▶ _Directions_: In the eMachines m6805 forum thread below, which operating system did the original poster reinstall?

# [SOLVED] EMachines m6805



## fastidiousace (May 26, 2009)

Hi!

I was wondering if anyone could help me with the Emachine that I have. I recently reinstalled Windows XP Pro and all my drivers got erased. I'm looking for PCI Simple Communication, I read a past thread but still couldn't figure it out. I am a complete computer klutz. I currently can not get online through that laptop!


----------



## Tyree (May 10, 2009)

*Re: EMachines m6805*

I'm a little confused, not unusual for me. Are you looking for the "PCI Simple Communication" download?
http://www.soft32.com/Download/Free/PCI_Simple_Communications_Controller/4-182376-1.html


----------



## Riskyone101 (Oct 22, 2008)

*Re: EMachines m6805*

Hello and Welcome to TSF,

Go here for your driver:
http://www.emachines.com/support/product_support.html?cat=Notebooks&subcat=M Series&model=M6805


----------



## fastidiousace (May 26, 2009)

*Re: EMachines m6805*

Tyree, I tried doing that but I turns out I can't download it onto a flashdrive or something in order to get the PCI Simple Controller Driver.

▶ _Material provided_:
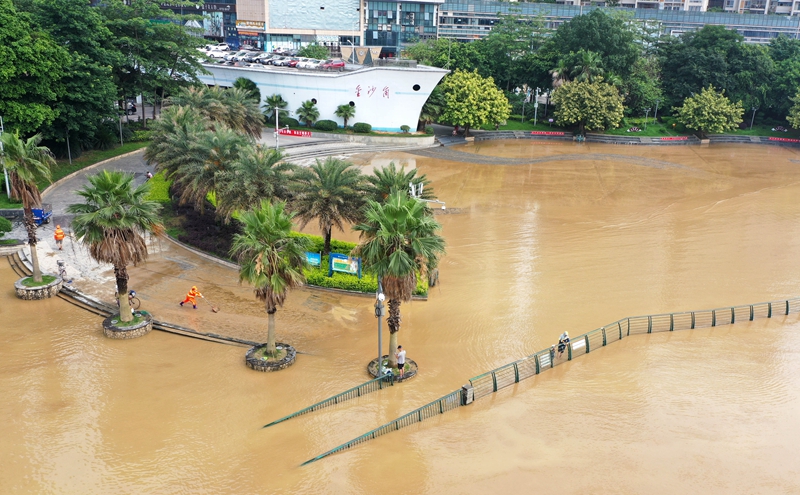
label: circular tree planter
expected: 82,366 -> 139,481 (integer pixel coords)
14,274 -> 64,301
103,311 -> 153,339
367,354 -> 419,382
244,342 -> 297,371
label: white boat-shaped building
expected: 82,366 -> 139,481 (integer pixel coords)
199,64 -> 449,132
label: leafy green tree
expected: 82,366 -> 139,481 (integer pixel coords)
0,0 -> 70,135
0,132 -> 56,282
553,77 -> 623,134
334,103 -> 356,127
291,157 -> 365,254
214,145 -> 295,223
353,191 -> 445,368
296,100 -> 319,127
441,70 -> 510,134
786,90 -> 800,129
233,77 -> 261,104
674,85 -> 744,137
366,162 -> 436,203
231,201 -> 308,356
297,43 -> 331,60
67,170 -> 163,321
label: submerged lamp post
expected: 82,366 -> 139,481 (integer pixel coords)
375,284 -> 386,378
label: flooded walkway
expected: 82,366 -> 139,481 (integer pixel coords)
0,142 -> 800,493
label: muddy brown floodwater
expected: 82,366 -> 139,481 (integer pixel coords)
0,141 -> 800,494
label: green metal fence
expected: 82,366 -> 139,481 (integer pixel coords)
302,390 -> 461,466
262,372 -> 394,428
302,298 -> 800,466
469,298 -> 800,400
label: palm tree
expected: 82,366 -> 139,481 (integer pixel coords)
263,93 -> 289,123
231,201 -> 308,356
296,100 -> 319,127
333,103 -> 356,127
353,191 -> 444,367
367,162 -> 436,203
0,132 -> 56,282
214,146 -> 295,223
67,170 -> 163,321
291,157 -> 365,254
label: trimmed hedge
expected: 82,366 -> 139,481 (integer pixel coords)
353,122 -> 372,134
314,120 -> 339,131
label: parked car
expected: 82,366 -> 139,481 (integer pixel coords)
319,58 -> 344,71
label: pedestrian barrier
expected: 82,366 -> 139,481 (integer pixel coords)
262,372 -> 394,428
302,390 -> 462,466
302,298 -> 800,466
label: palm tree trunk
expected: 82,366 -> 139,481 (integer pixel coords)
24,208 -> 42,282
267,309 -> 278,356
114,266 -> 133,321
386,299 -> 402,368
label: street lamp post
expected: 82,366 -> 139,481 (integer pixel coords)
375,286 -> 386,377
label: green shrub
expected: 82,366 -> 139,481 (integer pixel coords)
0,217 -> 13,237
314,120 -> 339,131
147,172 -> 172,203
353,122 -> 372,134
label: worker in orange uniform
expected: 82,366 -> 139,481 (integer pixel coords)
53,225 -> 64,251
181,286 -> 203,309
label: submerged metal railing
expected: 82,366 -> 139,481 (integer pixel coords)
302,298 -> 800,466
262,372 -> 394,428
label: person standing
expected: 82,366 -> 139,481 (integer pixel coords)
53,225 -> 64,251
394,345 -> 406,378
181,286 -> 203,309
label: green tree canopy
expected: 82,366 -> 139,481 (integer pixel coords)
441,70 -> 510,133
674,85 -> 744,136
553,77 -> 623,134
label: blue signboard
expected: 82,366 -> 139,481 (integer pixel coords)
306,251 -> 322,266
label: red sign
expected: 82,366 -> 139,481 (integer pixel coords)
278,129 -> 311,137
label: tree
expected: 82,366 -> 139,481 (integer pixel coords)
296,100 -> 319,127
674,85 -> 744,137
231,201 -> 308,356
233,77 -> 261,104
786,90 -> 800,129
334,103 -> 356,127
291,157 -> 365,254
0,0 -> 69,135
0,132 -> 56,282
441,70 -> 510,134
214,145 -> 295,223
297,43 -> 331,60
67,170 -> 163,321
366,162 -> 436,203
353,191 -> 445,367
552,77 -> 623,134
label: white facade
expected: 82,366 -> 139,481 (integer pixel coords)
199,65 -> 449,132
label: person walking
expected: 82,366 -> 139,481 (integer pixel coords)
394,345 -> 406,378
53,225 -> 64,251
181,286 -> 205,309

▶ _The output_: Windows XP Pro